[start]
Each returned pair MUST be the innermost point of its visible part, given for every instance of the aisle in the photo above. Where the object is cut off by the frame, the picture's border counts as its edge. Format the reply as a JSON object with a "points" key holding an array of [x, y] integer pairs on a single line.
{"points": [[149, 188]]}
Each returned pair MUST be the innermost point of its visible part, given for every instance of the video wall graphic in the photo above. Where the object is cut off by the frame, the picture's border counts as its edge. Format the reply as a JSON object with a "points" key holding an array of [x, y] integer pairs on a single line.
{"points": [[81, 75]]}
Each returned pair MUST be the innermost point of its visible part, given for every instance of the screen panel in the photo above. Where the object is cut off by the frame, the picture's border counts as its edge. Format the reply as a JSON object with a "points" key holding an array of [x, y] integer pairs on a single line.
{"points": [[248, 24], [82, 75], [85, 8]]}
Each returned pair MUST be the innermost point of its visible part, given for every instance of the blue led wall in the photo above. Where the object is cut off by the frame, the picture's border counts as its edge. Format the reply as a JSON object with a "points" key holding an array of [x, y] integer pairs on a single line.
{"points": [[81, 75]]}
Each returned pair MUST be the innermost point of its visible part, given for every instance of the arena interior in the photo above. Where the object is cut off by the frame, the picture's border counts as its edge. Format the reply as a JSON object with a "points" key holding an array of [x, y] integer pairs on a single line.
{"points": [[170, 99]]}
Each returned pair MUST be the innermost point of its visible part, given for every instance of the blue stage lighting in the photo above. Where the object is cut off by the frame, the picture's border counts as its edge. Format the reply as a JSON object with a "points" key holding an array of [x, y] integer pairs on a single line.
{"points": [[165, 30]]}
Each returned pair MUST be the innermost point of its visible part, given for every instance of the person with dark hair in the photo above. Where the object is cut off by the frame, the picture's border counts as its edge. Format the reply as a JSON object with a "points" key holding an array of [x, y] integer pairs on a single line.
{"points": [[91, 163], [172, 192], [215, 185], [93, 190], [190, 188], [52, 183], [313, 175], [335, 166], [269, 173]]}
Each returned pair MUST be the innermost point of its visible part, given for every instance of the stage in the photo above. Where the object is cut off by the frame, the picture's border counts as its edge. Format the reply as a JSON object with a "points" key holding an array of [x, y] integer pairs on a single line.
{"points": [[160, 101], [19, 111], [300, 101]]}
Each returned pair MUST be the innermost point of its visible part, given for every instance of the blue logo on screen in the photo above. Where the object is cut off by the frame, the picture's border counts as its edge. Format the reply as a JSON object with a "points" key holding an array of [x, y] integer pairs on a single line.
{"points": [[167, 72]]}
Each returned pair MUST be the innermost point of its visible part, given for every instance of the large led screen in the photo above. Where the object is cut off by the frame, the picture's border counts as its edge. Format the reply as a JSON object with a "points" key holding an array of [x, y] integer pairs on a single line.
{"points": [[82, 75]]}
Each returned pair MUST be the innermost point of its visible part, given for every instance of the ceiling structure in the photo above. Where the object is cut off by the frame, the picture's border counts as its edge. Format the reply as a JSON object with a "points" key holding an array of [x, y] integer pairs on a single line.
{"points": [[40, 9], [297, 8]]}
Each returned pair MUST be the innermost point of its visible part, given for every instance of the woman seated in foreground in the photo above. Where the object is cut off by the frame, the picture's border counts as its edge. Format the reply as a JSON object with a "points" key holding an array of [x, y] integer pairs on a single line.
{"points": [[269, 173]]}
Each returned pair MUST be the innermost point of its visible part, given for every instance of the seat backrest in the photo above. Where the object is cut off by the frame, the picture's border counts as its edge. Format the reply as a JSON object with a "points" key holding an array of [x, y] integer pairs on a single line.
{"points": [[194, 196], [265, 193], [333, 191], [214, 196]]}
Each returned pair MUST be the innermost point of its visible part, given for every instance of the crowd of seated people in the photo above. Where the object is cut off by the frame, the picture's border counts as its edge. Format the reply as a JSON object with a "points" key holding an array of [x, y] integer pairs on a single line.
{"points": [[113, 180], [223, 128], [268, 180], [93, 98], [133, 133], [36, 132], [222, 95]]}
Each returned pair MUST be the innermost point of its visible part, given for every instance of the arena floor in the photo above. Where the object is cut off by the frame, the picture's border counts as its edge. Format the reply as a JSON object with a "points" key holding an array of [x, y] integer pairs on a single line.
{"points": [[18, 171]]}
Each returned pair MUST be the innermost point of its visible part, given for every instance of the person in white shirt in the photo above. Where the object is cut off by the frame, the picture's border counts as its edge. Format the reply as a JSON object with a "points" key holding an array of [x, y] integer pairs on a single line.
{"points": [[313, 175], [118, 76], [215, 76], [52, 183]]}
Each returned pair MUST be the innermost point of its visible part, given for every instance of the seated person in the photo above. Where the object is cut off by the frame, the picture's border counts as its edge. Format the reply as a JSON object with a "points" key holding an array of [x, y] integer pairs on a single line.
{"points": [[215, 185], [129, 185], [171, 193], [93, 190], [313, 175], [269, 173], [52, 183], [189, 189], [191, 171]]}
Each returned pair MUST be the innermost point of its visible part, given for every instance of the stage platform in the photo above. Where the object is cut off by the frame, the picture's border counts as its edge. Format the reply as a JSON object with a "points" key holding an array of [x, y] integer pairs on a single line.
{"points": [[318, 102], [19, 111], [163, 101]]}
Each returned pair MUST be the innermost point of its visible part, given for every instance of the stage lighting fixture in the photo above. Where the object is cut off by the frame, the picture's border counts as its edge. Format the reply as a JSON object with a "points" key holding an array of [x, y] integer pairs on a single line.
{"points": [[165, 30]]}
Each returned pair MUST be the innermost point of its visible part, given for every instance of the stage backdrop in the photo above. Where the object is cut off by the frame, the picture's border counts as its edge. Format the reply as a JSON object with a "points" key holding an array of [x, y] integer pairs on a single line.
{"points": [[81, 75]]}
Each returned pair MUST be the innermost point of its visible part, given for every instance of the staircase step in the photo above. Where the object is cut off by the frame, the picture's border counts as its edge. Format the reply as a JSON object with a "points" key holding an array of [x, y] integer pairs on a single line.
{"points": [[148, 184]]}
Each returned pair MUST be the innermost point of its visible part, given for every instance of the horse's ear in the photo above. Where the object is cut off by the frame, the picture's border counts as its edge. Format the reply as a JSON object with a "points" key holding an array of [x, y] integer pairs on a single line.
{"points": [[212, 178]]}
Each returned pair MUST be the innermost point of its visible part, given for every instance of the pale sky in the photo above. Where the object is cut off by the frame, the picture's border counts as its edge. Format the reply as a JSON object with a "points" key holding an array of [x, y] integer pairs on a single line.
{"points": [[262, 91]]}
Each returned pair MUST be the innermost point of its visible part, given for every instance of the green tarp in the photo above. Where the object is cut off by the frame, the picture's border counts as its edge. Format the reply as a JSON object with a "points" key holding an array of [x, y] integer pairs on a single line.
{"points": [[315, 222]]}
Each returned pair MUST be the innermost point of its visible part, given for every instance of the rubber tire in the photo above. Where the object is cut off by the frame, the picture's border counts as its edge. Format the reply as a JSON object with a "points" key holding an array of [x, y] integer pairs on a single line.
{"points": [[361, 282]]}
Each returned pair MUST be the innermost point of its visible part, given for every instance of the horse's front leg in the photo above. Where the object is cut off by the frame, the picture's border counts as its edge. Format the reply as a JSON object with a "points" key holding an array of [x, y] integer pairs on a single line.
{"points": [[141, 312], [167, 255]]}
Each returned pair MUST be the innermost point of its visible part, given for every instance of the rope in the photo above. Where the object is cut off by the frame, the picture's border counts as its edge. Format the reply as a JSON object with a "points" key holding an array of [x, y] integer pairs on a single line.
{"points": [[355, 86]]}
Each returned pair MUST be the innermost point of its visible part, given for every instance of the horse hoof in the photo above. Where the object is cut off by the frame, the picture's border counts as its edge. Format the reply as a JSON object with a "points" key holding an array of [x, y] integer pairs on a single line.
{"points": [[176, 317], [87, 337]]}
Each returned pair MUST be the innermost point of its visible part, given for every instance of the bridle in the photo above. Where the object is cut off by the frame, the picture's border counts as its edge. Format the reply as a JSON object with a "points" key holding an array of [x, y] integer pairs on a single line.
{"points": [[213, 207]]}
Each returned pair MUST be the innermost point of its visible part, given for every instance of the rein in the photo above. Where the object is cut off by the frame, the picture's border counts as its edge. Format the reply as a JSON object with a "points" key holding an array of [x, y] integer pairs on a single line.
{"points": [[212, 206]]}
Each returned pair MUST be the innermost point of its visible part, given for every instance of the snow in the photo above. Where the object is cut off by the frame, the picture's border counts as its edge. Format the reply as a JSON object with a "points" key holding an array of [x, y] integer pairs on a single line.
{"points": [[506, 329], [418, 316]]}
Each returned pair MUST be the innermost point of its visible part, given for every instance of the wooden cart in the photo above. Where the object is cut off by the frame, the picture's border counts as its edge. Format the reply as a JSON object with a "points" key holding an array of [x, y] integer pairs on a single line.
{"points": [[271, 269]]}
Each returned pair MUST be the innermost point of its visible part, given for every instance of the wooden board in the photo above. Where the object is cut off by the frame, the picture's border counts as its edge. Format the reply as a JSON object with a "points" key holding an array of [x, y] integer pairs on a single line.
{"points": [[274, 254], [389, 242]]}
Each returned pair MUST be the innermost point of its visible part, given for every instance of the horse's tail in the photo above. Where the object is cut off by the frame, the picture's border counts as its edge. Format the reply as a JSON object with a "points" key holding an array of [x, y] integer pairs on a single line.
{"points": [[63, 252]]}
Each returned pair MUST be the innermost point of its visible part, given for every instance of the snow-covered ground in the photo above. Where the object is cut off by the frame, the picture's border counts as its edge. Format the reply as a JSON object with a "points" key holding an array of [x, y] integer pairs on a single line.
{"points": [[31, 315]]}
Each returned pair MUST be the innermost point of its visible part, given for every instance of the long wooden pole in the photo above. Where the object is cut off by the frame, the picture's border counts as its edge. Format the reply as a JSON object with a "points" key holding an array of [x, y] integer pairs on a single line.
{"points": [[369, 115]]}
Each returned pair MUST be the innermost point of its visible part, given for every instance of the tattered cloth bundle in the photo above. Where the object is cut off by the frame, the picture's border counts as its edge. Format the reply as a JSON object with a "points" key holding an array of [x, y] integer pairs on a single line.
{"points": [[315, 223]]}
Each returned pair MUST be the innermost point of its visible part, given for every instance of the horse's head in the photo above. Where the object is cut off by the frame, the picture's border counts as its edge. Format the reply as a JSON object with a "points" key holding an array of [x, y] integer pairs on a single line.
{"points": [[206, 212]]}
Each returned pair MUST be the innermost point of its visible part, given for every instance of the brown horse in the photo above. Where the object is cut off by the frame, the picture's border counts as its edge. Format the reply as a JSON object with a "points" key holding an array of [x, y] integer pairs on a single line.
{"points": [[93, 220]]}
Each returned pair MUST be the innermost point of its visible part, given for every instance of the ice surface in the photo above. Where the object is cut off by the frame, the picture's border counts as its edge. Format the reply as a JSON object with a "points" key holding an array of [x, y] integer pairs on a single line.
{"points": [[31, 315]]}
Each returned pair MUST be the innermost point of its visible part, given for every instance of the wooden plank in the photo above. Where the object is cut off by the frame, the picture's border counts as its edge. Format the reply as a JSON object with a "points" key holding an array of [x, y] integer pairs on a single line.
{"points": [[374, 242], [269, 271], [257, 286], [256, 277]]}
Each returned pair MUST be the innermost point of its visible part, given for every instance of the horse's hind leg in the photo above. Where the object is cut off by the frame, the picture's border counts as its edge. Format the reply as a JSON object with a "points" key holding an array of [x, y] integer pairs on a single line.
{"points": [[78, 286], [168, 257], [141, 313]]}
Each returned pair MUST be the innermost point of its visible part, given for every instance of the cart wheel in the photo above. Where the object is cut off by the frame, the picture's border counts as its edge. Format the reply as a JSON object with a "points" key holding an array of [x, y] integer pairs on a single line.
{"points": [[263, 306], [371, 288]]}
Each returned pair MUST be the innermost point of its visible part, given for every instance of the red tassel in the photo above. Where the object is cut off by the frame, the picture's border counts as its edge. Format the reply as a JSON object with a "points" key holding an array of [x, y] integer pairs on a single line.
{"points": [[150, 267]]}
[end]
[WHAT THE TASK ASKS] Through the last line of the entries above, beginning at the line containing "the horse's hind", transcribe each line exactly, both ends included and nothing more.

[SOLUTION FOR THIS EXERCISE]
Each returned pair MUST be the innermost point of its visible part, given for every instance of the horse's hind leg in the photo above. Where the object is cut off by the frame, the picture's border counts as its edge. Format the reply as a JSON object with a "points" key holding an array of [x, y] integer pairs on a single line.
{"points": [[78, 286], [168, 257], [141, 313]]}
Each returned pair MUST be the innermost point of its visible part, given for every instance of the cart wheel in the photo above. Where the object is cut off by the frame, the picture's border counts as its edge. Format the reply as a JSON object with a "points" key holding an array of [x, y] integer pairs on a single line.
{"points": [[263, 306], [371, 288]]}
Each returned pair MUST be the innermost point of its visible part, given for every instance of the red tassel in the photo above. Where the object is cut off by the frame, the picture's border counts as its edge. Format the reply as a JSON object with a "points" key holding an array of [x, y] integer pairs on a single line.
{"points": [[150, 267]]}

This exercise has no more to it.